━━ Document passage

A random variable is obtained by assigning a numerical value to each
**outcome** of an experiment. (Technically, it's a real-valued function on $S$).

* $x$ is a realisation of $X$
* The distribution of $X$ is given by its p.d.f. (or p.m.f.), $f_X(x)=p(X=x)$

Random variables may be **discrete** or
**continuous**. In some cases, the outcomes of an experiment/observation
are already numeric, and these values will form the random variable of
interest (e.g. streamflow, annual discharge, peak discharge, etc.). In
other cases, we may have **categorical** data or other non-numeric data
for which we need to assign values to create our set of random
variables. An example may be ephemeral flow in a stream (e.g.
flow/no-flow), or cloud cover (here we could use octals).


> **Question**
A radioactive mass emits particles at an average rate of 15 particles per minute. Define the random variable X to be the number of particles emitted in a 10-minute time frame. Then X is what type of random variable?
- (a) discrete
- (b) continuous


> **Question**
One of these particles is emitted at noon today. Define the random variable Y to be the time elapsed between noon and the next emission. Then Y is what type of random variable?
- (a) discrete
- (b) continuous


### Vocabulary


__Population__ - a complete assemblage of all values representative of a random process, i.e. typically unknown

__Sample__ - a group of values selected for studying the properties of a population. I.e. a subset of the population.

━━━━
━━ Source data

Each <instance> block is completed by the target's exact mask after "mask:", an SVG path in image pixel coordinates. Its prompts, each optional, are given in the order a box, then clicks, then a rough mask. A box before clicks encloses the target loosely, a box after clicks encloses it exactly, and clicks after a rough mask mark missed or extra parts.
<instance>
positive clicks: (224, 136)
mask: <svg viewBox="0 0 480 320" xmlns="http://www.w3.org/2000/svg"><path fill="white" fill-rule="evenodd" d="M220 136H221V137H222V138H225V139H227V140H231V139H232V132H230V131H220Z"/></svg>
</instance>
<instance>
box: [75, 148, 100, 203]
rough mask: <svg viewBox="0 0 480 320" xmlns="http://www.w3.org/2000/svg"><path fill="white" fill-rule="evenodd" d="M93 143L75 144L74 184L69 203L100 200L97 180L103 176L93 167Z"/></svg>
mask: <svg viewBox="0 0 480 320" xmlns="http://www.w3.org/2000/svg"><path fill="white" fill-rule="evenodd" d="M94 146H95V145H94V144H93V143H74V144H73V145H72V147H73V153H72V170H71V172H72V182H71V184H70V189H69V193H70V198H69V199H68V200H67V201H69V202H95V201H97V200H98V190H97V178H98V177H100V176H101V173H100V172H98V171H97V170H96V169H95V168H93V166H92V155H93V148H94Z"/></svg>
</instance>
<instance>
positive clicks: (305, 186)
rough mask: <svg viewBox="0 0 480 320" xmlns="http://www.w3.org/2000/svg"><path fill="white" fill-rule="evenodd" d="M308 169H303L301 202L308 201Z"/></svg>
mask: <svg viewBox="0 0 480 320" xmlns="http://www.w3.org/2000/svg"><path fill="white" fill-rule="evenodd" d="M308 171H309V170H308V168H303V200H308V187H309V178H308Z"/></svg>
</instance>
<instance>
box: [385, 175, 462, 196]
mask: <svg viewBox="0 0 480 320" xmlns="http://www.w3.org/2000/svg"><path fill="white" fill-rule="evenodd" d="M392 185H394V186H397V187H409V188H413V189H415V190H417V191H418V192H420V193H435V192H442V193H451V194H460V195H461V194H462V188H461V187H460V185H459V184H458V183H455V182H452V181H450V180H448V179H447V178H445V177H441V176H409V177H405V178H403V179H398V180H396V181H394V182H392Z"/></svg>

━━━━

# Tasks to complete
- 1) What is the Spanish translation of this sentence from the passage on random variables: "In some cases, the outcomes of an experiment/observation are already numeric, and these values will form the random variable of interest (e.g. streamflow, annual discharge, peak discharge, etc.)."
- 2) Can you transcribe the passage on random variables, starting at "Random variables may" and ending at "X is what type of random variable?"?

# Solutions to the tasks
- 1) En algunos casos, los resultados de un experimento/observación ya son numéricos, y estos valores formarán la variable aleatoria de interés (p. ej., caudal, descarga anual, descarga máxima, etc.).

- 2)
Random variables may be **discrete** or
**continuous**. In some cases, the outcomes of an experiment/observation
are already numeric, and these values will form the random variable of
interest (e.g. streamflow, annual discharge, peak discharge, etc.). In
other cases, we may have **categorical** data or other non-numeric data
for which we need to assign values to create our set of random
variables. An example may be ephemeral flow in a stream (e.g.
flow/no-flow), or cloud cover (here we could use octals).


> **Question**
A radioactive mass emits particles at an average rate of 15 particles per minute. Define the random variable X to be the number of particles emitted in a 10-minute time frame. Then X is what type of random variable?